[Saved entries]
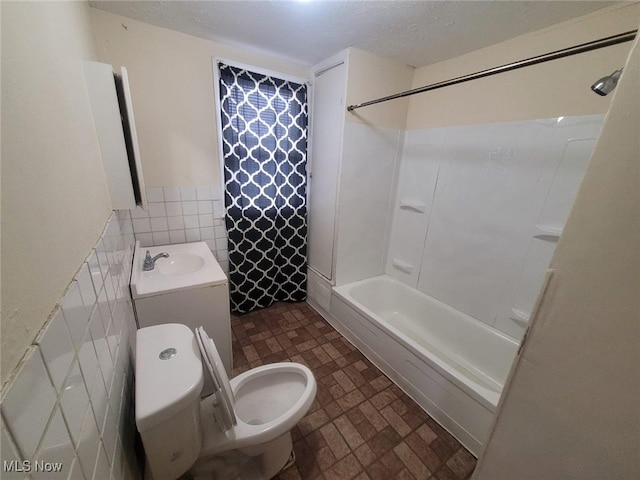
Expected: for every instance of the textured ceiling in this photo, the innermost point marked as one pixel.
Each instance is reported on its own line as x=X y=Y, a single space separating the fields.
x=417 y=33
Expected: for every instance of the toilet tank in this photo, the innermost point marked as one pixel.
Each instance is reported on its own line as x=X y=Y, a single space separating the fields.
x=169 y=379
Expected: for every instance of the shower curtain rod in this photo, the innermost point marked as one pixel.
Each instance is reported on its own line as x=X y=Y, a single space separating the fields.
x=565 y=52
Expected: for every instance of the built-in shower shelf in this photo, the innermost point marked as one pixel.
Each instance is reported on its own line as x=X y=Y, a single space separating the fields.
x=413 y=206
x=520 y=317
x=548 y=232
x=402 y=265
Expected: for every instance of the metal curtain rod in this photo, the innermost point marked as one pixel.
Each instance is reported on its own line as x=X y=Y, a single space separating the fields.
x=565 y=52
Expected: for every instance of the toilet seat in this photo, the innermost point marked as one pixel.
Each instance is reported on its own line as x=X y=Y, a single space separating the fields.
x=222 y=397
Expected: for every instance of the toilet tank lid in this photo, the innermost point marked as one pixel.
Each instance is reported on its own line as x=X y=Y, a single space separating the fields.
x=168 y=373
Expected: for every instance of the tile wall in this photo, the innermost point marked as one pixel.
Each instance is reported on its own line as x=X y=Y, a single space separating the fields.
x=68 y=412
x=183 y=214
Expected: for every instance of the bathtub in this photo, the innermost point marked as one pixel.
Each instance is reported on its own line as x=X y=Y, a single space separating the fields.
x=451 y=364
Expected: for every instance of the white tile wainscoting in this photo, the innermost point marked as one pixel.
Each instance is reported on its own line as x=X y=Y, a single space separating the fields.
x=183 y=214
x=70 y=403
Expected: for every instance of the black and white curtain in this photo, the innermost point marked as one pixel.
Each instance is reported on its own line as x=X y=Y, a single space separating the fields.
x=264 y=136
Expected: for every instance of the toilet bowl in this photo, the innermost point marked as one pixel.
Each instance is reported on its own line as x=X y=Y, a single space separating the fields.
x=242 y=430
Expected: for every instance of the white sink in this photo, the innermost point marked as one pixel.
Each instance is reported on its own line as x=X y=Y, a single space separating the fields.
x=188 y=265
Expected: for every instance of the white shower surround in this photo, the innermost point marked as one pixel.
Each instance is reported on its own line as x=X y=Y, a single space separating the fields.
x=451 y=364
x=479 y=209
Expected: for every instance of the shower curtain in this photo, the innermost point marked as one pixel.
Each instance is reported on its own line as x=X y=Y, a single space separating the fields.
x=264 y=139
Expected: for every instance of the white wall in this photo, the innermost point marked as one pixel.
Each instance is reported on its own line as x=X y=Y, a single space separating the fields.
x=171 y=80
x=71 y=400
x=575 y=391
x=54 y=194
x=493 y=198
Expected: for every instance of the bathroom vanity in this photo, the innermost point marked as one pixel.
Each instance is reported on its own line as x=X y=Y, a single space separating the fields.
x=187 y=287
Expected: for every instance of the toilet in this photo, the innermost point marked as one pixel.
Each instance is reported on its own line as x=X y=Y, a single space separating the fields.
x=242 y=430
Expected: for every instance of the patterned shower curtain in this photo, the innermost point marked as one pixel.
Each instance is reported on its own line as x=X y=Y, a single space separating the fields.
x=264 y=135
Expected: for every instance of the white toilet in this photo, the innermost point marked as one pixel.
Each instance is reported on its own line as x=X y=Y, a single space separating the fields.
x=242 y=430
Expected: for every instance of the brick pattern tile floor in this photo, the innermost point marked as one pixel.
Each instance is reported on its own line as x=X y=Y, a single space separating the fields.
x=360 y=425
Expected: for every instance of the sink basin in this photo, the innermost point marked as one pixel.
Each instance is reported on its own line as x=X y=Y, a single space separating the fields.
x=189 y=265
x=179 y=263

# [What the task asks]
Start with the first line of the records above and end with the line containing "Expected: for every instance of the toilet tank in". Output those lines exactly, pictures excluded.

# [Task answer]
Expected: for every instance of the textured ceiling in this photo, the innermost point marked as one pixel.
Each instance is reported on its own line as x=X y=Y, a single space separating the fields.
x=417 y=33
Expected: for every instance of the toilet tank in this photo, the innermost point marked as one pixel.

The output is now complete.